Text extract
>>>>
Disclosure of the information specified in this schedule is mandatory,
except for I.R.S. identification numbers, disclosure of which is voluntary. The
information will be used for the primary purpose of determining and disclosing
the holdings of certain beneficial owners of certain equity securities. This
statement will be made a matter of public record. Therefore, any information
given will be available for inspection by any member of the public.
Because of the public nature of the information, the Commission can utilize
it for a variety of purposes, including referral to other governmental
authorities or securities self-regulatory organizations for investigatory
purposes or in connection with litigation involving the Federal securities laws
or other civil, criminal or regulatory statutes or provisions. I.R.S.
identification numbers, if furnished, will assist the Commission in identifying
security holders and, therefore, in promptly processing statements of beneficial
ownership of securities.
Failure to disclose the information requested by this schedule, except for
I.R.S. identification numbers, may result in civil or criminal action against
the persons involved for violation of the Federal securities laws and rules
promulgated thereunder.
GENERAL INSTRUCTIONS
A. The item numbers and captions of the items shall be included but the text
of the items is to be omitted. The answers to the items shall be so
prepared as to indicate clearly the coverage of the items without referring
to the text of the items. Answer every item. If an item is inapplicable or
the answer is in the negative, so state.
B. Information contained in exhibits to the statements may be incorporated by
reference in answer or partial answer to any item or sub-item of the
statement unless it would render such answer misleading, incomplete,
unclear or confusing. Material incorporated by reference shall be clearly
identified in the reference by page, paragraph, caption or otherwise. An
express statement that the specified matter is incorporated by reference
shall be made at the particular place in the statement where the
information is required. A copy of any information or a copy of the
pertinent pages of a document containing such information which is
incorporated by reference shall be submitted with this statement as an
exhibit and shall be deemed to be filed with the Commission for all
purposes of the Act.
C. If the statement is filed by a general or limited partnership, syndicate,
or other group, the information called for by Items 2-6, inclusive, shall
be given with respect to (i) each partner of such general partnership; (ii)
each partner who is denominated as a general partner or who functions as a
general partner of such limited partnership; (iii) each member of such
syndicate or group; and (iv) each person controlling such partner or
member. If the statement is filed by a corporation or if a person referred
to in (i), (ii), (iii) or (iv) of this Instruction is a corporation, the
information called for by the above mentioned items shall be given with
respect to (a) each executive officer and director of such corporation; (b)
each person controlling such corporation; and (c) each executive officer
and director of any corporation or other person ultimately in control of
such corporation.
<<<<
Written problem A
According to the schedule instructions, the disclosure of which information is voluntary rather than mandatory?
Written problem B
Count the lines in the records that contain the string "table", and reply with the number alone.
The schedule instructions and the records come from unrelated sources.

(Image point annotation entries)
>>>>
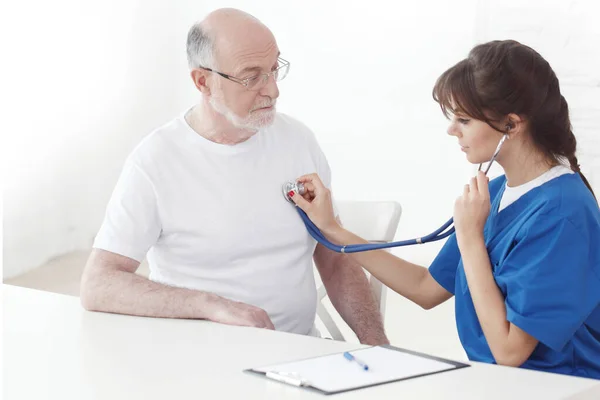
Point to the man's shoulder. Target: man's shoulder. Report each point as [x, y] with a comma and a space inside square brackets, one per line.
[293, 129]
[291, 124]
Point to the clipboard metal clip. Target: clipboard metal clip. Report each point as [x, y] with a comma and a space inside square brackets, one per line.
[291, 378]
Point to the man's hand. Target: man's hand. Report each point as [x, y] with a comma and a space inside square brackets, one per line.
[241, 314]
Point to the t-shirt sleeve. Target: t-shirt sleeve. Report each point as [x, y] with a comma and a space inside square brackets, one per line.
[131, 224]
[551, 286]
[444, 266]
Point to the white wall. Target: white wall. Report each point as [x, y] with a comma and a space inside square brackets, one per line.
[91, 85]
[87, 80]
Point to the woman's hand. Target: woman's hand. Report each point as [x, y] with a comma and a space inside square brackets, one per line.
[317, 204]
[471, 210]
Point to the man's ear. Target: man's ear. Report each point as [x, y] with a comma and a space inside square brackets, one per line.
[199, 76]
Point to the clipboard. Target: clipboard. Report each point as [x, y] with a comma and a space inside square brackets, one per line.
[335, 373]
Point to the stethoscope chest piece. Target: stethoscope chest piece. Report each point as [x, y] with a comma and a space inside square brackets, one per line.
[292, 186]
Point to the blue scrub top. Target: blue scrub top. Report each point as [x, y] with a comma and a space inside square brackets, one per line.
[545, 254]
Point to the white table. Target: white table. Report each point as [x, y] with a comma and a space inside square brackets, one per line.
[53, 349]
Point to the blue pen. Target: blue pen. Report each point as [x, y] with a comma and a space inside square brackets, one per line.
[350, 357]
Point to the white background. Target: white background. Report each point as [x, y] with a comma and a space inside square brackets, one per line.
[83, 81]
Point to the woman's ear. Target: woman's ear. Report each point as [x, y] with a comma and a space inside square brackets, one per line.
[514, 125]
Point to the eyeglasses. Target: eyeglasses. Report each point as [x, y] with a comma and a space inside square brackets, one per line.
[259, 81]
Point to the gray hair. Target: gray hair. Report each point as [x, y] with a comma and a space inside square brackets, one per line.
[200, 47]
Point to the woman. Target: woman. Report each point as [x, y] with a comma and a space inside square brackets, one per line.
[524, 262]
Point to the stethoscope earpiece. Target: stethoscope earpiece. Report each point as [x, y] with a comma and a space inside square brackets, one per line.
[441, 233]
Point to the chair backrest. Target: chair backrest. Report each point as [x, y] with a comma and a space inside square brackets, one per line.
[374, 221]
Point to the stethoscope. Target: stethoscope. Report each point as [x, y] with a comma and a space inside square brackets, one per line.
[441, 233]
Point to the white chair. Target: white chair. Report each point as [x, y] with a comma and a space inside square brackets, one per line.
[376, 222]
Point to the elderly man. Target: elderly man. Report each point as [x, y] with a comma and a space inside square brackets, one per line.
[201, 197]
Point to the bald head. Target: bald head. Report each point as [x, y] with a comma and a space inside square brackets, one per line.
[223, 35]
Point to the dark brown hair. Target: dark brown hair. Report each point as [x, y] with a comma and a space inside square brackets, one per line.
[503, 77]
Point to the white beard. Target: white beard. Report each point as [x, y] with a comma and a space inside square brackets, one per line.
[253, 122]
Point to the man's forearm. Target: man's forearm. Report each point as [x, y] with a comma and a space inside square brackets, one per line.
[124, 292]
[350, 293]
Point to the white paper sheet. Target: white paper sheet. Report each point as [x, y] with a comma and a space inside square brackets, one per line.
[335, 373]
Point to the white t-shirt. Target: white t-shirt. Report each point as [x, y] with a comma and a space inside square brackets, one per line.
[212, 217]
[512, 194]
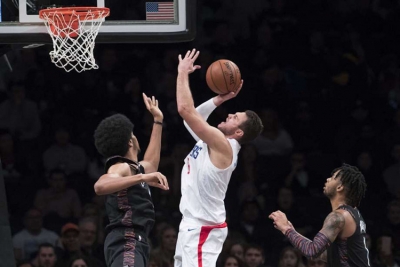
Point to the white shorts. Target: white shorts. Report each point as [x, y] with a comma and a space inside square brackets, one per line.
[199, 246]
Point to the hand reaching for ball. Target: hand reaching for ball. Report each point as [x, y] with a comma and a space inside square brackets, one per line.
[186, 63]
[221, 98]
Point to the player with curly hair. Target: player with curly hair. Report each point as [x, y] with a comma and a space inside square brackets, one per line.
[126, 185]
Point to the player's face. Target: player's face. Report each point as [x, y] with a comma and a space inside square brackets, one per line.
[135, 143]
[331, 184]
[253, 257]
[232, 123]
[47, 257]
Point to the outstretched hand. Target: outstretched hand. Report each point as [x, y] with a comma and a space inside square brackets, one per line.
[186, 63]
[219, 99]
[280, 221]
[152, 106]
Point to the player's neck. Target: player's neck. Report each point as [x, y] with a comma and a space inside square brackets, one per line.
[132, 155]
[337, 202]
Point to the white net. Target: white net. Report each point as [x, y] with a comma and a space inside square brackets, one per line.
[74, 35]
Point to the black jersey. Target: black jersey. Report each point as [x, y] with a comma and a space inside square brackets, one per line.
[131, 207]
[352, 251]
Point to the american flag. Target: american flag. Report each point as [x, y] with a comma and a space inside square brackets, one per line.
[160, 11]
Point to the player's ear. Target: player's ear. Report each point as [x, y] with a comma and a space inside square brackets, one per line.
[340, 188]
[239, 132]
[130, 143]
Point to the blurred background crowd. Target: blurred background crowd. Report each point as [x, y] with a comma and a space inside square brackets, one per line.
[324, 77]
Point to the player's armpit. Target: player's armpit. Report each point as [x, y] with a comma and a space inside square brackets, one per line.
[333, 225]
[117, 178]
[324, 256]
[213, 137]
[310, 249]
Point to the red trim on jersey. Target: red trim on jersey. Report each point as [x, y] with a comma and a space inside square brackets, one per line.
[204, 232]
[188, 166]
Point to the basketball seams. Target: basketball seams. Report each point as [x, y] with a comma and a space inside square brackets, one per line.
[234, 75]
[212, 79]
[223, 75]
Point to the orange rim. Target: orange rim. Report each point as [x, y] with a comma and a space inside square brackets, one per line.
[101, 12]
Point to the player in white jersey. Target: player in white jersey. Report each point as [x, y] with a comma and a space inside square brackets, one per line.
[207, 170]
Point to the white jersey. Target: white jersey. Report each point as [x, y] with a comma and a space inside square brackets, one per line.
[204, 186]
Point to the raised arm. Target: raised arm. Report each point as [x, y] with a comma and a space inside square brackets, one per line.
[207, 107]
[333, 225]
[119, 177]
[151, 157]
[214, 138]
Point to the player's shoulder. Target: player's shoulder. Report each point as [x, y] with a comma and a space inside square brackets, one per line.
[335, 218]
[121, 168]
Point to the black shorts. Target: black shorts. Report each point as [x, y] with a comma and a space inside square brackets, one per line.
[125, 247]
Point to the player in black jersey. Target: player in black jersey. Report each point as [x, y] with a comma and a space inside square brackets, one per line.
[341, 241]
[126, 186]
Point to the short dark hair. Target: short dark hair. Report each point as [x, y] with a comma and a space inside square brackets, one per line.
[251, 128]
[354, 183]
[112, 136]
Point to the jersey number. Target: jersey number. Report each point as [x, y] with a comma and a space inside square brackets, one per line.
[195, 151]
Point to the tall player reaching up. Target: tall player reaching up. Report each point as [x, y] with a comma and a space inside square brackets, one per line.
[341, 241]
[207, 170]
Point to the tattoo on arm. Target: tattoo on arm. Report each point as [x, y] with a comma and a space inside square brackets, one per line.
[333, 225]
[310, 249]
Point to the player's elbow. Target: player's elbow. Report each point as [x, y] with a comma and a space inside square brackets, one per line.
[99, 189]
[183, 110]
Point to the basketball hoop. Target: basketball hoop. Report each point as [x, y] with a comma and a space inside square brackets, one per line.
[73, 31]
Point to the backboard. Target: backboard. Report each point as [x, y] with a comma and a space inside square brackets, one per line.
[139, 21]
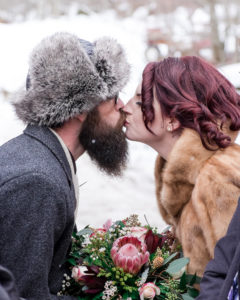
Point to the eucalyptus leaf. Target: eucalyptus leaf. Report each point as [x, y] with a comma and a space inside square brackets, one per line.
[167, 260]
[177, 265]
[192, 292]
[72, 261]
[187, 297]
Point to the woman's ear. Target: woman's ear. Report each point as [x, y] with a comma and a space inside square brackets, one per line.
[173, 125]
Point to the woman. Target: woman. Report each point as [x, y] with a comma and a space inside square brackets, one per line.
[190, 114]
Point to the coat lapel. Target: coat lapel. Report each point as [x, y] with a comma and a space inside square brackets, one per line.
[46, 137]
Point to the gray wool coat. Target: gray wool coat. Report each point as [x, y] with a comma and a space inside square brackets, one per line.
[37, 204]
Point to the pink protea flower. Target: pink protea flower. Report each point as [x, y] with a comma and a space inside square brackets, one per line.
[148, 291]
[107, 224]
[139, 232]
[129, 253]
[98, 231]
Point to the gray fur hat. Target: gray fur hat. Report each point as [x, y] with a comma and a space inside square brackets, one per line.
[68, 76]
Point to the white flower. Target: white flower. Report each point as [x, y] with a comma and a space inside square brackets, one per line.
[148, 291]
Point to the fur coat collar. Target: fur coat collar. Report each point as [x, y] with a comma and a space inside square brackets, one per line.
[176, 178]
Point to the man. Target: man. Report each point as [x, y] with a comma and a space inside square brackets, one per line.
[8, 290]
[70, 105]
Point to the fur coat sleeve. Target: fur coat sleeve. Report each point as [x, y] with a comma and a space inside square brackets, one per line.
[197, 192]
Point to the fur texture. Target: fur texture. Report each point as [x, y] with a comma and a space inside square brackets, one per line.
[197, 192]
[66, 81]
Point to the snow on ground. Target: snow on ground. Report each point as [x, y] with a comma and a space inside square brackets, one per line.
[101, 197]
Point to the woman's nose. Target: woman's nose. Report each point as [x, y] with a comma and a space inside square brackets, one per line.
[119, 104]
[126, 108]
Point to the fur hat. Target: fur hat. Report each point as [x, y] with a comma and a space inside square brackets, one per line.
[68, 76]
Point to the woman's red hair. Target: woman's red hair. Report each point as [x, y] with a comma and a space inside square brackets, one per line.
[196, 94]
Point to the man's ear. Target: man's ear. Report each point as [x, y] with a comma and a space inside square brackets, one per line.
[82, 117]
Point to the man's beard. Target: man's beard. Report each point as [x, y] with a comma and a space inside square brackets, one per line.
[106, 145]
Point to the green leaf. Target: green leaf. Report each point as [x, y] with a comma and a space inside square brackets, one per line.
[183, 282]
[192, 292]
[167, 260]
[192, 279]
[187, 297]
[166, 229]
[84, 231]
[177, 265]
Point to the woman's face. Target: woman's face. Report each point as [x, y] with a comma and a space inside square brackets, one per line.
[135, 127]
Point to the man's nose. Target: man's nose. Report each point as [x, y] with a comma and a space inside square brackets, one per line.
[119, 104]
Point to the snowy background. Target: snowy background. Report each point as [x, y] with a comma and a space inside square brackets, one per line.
[101, 197]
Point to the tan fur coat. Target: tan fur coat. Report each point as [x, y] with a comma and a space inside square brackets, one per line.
[197, 192]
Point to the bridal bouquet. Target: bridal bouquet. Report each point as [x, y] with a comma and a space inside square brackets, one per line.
[124, 260]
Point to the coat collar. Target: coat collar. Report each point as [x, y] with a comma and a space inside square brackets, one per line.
[47, 138]
[175, 179]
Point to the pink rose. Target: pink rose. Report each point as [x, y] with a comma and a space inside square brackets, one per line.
[78, 272]
[139, 232]
[148, 291]
[99, 231]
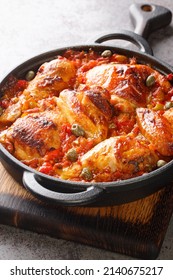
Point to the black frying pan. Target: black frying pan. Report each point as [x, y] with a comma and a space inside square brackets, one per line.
[147, 19]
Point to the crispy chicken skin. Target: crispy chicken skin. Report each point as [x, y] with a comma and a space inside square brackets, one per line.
[116, 157]
[157, 129]
[88, 118]
[32, 135]
[80, 107]
[126, 81]
[52, 77]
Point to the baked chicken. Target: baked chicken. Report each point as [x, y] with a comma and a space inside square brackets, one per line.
[85, 117]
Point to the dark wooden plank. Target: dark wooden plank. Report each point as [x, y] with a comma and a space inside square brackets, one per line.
[136, 229]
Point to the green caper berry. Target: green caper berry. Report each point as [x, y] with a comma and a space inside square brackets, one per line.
[72, 155]
[150, 81]
[30, 75]
[161, 163]
[86, 174]
[77, 130]
[106, 53]
[168, 105]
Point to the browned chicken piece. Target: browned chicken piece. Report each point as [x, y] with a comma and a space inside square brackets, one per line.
[87, 109]
[51, 78]
[125, 115]
[128, 81]
[33, 135]
[157, 129]
[168, 114]
[115, 158]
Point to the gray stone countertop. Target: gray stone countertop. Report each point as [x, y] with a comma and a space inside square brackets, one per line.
[28, 28]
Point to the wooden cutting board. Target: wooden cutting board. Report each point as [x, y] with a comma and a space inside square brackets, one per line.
[136, 229]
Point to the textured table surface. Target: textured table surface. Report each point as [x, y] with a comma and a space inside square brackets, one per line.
[29, 28]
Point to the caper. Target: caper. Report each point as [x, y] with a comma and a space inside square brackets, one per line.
[106, 53]
[77, 130]
[86, 174]
[30, 75]
[168, 105]
[72, 155]
[161, 163]
[150, 81]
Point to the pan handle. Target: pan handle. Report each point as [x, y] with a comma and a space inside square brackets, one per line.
[128, 36]
[87, 196]
[147, 18]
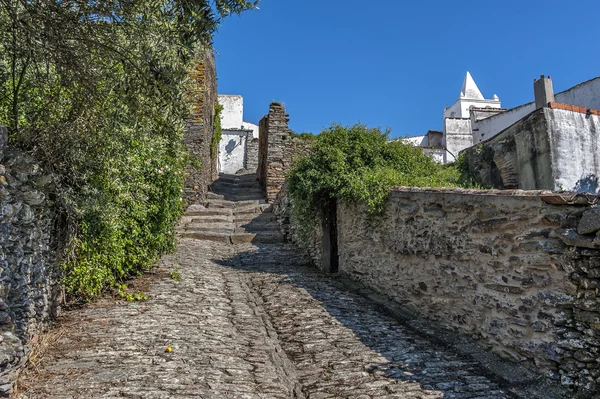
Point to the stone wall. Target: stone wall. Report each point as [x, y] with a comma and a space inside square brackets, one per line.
[28, 293]
[277, 150]
[552, 148]
[252, 155]
[519, 271]
[199, 128]
[274, 159]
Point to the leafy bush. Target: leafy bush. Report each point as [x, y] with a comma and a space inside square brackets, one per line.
[360, 164]
[303, 136]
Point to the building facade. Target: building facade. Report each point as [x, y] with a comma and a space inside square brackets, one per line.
[238, 148]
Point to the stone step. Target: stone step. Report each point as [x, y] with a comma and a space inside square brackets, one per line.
[210, 195]
[245, 197]
[235, 190]
[206, 236]
[259, 237]
[237, 178]
[208, 227]
[252, 227]
[217, 203]
[255, 217]
[234, 238]
[252, 209]
[209, 212]
[209, 219]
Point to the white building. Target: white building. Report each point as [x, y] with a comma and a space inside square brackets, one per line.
[233, 148]
[473, 118]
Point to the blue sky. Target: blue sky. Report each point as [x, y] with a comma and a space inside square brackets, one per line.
[397, 64]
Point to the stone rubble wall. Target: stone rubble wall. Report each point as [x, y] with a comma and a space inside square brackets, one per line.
[517, 270]
[28, 291]
[311, 244]
[273, 159]
[199, 128]
[277, 150]
[553, 148]
[252, 154]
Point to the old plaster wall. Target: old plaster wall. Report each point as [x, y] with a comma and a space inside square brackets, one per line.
[232, 115]
[574, 138]
[506, 267]
[28, 290]
[586, 94]
[457, 135]
[232, 150]
[551, 148]
[199, 128]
<<<<
Result A
I.R.S. identification numbers

Result B
2